◆ What you will do
Starting at the line that contains "Query: motorcycle front wheel", output each line exactly as written through the end of the listing below, but leave out the pictures.
--- Data for analysis Enclosed Below ---
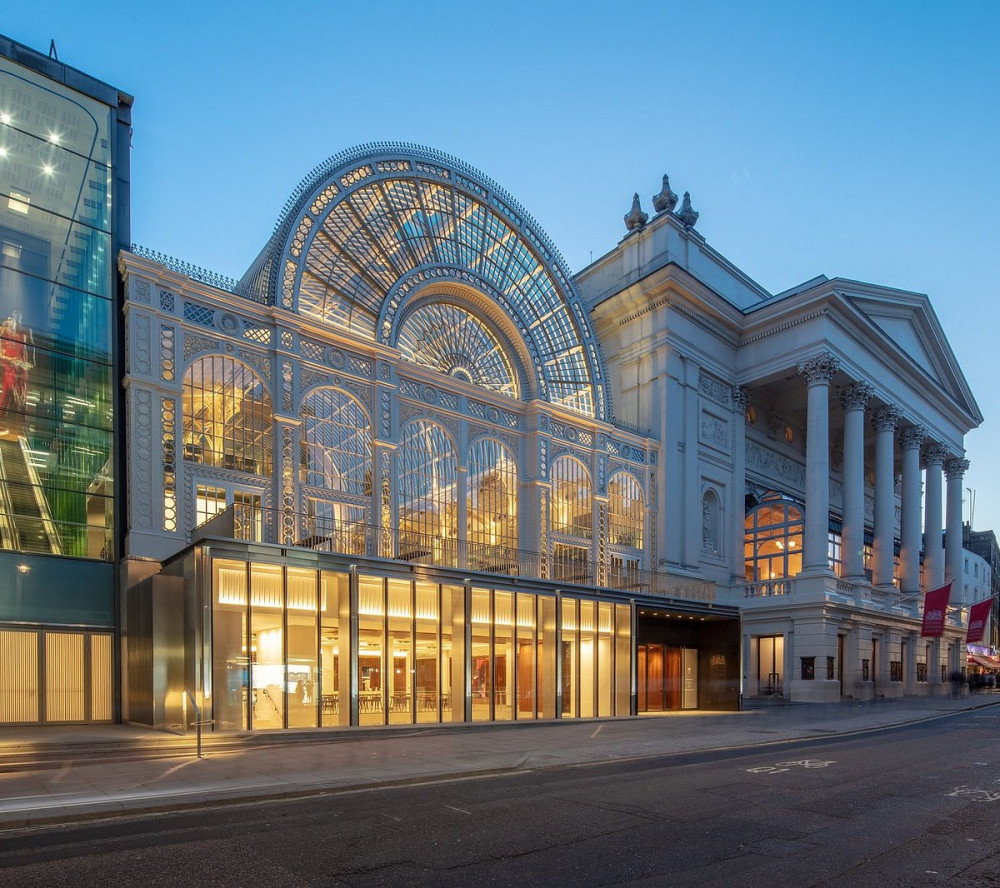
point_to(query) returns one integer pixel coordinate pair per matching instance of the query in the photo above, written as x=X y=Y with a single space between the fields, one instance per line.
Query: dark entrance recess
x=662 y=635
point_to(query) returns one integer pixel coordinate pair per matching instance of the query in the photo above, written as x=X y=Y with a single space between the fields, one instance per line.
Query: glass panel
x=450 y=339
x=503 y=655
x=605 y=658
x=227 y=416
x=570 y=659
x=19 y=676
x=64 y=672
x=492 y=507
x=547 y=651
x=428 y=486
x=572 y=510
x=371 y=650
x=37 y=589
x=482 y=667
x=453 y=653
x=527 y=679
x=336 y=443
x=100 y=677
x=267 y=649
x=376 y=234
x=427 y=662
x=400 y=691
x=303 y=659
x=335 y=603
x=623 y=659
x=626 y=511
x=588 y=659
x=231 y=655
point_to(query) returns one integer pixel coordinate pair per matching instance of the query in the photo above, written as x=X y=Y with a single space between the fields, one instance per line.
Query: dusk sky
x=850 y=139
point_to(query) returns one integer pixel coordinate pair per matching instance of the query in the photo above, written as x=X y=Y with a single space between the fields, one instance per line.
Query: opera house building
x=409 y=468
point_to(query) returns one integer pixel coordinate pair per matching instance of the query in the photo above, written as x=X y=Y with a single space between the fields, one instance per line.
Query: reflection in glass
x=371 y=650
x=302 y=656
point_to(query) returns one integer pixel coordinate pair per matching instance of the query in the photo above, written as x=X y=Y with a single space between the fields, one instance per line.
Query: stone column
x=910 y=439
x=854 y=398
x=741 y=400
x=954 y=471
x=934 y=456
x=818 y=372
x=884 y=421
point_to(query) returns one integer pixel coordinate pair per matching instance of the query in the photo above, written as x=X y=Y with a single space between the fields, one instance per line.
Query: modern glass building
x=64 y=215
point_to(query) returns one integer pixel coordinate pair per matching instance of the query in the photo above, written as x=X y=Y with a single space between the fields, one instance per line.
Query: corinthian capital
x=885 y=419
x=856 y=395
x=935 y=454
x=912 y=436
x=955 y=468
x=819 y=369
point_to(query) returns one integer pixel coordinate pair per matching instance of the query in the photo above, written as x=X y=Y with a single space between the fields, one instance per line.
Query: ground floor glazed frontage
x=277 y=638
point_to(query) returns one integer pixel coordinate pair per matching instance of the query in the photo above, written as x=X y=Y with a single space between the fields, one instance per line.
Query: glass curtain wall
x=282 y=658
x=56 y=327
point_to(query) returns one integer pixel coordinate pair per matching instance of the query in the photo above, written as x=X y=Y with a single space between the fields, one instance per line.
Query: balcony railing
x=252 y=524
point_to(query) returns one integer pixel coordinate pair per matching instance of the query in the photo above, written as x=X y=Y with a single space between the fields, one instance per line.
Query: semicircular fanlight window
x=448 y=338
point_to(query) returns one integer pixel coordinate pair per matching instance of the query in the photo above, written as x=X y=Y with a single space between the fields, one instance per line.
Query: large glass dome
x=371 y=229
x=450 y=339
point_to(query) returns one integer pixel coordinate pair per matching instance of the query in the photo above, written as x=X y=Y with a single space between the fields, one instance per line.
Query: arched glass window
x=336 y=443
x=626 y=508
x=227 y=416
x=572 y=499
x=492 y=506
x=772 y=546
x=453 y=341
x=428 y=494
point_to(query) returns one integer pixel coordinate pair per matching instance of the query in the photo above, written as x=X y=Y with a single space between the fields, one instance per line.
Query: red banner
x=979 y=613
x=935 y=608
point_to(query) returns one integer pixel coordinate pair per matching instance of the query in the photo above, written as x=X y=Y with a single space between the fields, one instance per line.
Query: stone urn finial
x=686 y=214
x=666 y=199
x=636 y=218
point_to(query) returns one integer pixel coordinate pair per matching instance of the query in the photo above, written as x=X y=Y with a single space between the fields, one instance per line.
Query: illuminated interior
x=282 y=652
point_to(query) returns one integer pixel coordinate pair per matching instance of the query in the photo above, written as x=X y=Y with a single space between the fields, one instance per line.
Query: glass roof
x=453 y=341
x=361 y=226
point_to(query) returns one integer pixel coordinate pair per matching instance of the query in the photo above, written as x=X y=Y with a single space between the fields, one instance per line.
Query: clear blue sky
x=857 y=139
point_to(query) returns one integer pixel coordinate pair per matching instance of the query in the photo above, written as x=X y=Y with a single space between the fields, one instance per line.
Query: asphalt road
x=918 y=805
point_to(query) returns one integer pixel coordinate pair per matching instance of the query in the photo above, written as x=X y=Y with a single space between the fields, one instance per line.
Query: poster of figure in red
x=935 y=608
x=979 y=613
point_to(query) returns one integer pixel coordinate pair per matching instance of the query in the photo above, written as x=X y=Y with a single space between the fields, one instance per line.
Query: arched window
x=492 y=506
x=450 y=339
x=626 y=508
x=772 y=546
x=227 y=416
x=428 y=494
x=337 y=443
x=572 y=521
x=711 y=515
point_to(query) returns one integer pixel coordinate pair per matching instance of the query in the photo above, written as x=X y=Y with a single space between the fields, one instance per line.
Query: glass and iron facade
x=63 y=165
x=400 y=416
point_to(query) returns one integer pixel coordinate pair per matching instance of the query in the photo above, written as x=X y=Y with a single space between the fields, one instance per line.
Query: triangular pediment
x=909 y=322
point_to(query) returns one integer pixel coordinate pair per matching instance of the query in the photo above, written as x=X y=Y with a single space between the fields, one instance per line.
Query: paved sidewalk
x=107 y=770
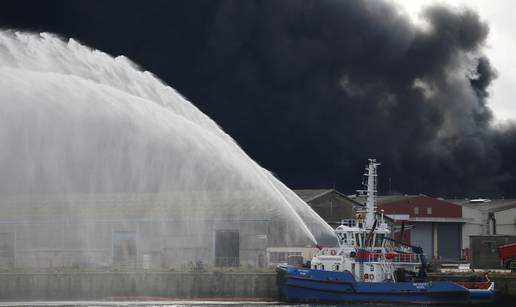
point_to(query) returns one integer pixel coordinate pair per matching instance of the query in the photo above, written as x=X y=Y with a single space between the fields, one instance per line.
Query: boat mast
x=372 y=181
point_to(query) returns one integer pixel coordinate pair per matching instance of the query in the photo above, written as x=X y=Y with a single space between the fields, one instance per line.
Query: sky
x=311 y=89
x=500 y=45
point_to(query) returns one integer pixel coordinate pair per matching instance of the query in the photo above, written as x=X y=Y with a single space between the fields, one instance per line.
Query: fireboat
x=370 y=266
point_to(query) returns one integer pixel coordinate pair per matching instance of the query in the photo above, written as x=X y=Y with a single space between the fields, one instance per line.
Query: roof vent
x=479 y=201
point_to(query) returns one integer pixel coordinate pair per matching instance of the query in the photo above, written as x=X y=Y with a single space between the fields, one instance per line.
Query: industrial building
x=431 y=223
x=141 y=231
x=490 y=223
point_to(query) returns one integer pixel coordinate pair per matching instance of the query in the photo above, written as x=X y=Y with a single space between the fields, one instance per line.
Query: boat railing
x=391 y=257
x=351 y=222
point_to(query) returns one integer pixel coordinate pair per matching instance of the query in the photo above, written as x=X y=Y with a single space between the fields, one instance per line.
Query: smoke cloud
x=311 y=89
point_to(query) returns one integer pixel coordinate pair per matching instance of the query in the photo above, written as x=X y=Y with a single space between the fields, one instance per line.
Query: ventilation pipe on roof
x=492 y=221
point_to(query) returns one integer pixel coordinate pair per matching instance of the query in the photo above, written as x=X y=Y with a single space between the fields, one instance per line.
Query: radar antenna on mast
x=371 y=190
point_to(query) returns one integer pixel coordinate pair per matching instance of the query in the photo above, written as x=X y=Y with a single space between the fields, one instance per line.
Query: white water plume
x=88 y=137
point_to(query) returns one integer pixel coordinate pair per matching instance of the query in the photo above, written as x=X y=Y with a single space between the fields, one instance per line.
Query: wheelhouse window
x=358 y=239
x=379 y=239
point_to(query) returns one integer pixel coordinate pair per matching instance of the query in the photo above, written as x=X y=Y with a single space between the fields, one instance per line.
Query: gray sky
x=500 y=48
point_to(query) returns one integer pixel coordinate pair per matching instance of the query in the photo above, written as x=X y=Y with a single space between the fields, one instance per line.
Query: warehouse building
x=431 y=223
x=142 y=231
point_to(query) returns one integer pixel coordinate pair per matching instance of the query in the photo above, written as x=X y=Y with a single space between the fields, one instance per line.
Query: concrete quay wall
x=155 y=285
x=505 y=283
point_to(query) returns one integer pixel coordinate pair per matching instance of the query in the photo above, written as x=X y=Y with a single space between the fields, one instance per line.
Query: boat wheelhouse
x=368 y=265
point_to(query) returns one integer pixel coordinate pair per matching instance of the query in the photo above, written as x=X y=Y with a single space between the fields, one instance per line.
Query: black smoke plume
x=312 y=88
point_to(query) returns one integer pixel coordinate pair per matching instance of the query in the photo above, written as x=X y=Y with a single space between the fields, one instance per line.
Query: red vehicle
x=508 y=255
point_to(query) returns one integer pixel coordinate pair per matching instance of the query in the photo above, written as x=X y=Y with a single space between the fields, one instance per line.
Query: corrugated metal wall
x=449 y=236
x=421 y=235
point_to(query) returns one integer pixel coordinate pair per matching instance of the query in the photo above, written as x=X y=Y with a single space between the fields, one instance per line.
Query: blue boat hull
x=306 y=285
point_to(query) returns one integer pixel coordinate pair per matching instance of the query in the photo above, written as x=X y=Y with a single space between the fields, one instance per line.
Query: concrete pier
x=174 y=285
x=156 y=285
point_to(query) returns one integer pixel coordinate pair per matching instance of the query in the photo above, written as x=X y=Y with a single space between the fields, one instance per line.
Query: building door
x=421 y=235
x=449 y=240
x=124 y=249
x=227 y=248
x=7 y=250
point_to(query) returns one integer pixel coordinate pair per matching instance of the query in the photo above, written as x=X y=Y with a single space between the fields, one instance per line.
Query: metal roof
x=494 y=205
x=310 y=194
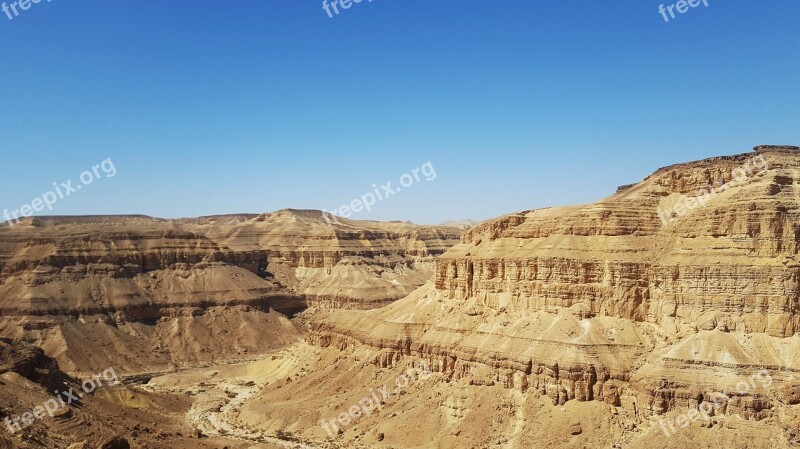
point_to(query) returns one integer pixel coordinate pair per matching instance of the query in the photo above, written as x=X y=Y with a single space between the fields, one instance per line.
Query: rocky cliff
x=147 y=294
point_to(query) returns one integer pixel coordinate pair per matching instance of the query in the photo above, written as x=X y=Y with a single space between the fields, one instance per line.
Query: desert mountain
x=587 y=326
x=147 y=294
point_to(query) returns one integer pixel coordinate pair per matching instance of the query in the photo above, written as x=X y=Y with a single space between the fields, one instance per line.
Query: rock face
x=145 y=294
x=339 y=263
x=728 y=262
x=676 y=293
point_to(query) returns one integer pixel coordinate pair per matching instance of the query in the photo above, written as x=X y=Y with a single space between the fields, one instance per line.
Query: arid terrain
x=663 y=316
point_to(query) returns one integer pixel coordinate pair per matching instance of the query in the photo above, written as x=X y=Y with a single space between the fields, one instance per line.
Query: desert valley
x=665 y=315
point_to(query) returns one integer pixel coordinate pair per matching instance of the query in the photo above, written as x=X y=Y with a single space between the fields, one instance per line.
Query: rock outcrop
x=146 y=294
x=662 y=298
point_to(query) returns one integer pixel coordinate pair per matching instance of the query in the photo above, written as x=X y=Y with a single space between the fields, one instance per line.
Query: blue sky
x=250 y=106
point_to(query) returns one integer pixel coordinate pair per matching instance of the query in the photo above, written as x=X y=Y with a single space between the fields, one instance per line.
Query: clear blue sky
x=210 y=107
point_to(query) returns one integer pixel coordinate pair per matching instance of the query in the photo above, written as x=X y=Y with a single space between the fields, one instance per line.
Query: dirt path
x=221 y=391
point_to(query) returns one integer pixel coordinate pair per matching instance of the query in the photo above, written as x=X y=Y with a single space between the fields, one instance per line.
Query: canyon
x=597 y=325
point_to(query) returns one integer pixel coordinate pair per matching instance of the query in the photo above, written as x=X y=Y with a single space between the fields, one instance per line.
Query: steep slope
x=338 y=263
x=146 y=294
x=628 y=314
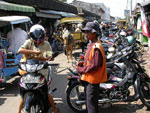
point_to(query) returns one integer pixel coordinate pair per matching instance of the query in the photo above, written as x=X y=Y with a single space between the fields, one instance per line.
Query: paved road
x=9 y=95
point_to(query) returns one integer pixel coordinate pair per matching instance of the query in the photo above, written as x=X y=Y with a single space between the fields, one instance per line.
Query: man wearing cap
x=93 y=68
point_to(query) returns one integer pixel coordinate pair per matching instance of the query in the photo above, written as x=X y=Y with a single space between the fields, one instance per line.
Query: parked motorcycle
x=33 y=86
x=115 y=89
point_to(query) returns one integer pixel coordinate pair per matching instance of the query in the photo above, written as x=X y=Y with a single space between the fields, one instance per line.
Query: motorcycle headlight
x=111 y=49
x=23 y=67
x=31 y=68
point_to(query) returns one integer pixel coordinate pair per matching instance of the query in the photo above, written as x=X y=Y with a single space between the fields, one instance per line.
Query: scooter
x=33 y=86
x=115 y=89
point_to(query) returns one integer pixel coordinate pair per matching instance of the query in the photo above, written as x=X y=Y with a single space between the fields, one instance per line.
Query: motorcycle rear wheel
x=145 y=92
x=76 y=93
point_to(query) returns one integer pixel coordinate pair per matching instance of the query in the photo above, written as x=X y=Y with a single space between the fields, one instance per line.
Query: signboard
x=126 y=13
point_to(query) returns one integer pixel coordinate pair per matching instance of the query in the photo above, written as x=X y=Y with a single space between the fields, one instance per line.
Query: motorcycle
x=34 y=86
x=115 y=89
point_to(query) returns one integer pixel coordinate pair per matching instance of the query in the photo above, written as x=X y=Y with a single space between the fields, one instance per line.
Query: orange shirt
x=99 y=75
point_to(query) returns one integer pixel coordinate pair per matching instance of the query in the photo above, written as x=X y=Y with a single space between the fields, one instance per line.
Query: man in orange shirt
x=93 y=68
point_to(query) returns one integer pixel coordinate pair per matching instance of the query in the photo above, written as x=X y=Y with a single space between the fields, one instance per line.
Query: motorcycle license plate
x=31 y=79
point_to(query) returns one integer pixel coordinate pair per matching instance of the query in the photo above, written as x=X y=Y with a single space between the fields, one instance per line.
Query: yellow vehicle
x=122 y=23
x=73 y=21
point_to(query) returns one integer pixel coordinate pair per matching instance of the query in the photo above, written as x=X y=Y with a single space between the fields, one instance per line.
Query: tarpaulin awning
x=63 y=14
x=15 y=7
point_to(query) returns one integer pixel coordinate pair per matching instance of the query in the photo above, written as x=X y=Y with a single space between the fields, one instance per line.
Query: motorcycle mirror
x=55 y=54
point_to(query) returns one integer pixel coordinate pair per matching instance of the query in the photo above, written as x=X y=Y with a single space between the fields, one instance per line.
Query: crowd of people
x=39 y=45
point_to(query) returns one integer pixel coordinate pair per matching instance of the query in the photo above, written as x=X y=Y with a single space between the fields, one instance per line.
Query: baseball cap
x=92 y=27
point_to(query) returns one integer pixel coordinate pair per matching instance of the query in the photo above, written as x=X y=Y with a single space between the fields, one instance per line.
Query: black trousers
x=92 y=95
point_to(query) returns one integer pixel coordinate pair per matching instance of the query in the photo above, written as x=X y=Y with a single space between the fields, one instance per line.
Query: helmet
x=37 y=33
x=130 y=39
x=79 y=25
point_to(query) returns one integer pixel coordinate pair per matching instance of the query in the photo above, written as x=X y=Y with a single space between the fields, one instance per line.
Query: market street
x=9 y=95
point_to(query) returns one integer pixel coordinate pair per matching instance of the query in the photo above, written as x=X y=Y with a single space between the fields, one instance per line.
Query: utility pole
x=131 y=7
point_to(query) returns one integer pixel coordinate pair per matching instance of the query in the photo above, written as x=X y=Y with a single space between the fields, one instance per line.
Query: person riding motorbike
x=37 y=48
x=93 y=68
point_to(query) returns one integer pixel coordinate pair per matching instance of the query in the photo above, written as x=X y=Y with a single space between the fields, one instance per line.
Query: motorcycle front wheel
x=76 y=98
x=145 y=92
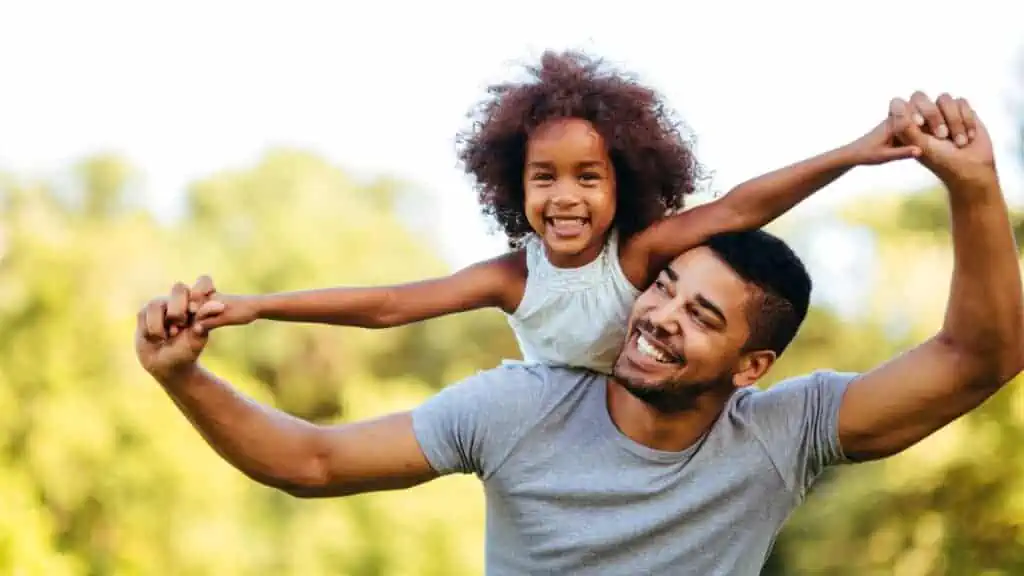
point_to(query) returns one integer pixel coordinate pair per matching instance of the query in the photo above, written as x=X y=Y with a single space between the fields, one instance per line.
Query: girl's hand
--- End of Enclosed Data for analysis ---
◆ Solution below
Query: motorcycle front wheel
x=76 y=98
x=145 y=92
point_to(query) returns one integer pixel coordinate pair per matching instance of the query in the photo above, written as x=X y=Y with a single space between the fields, one instance per line.
Query: girl's hand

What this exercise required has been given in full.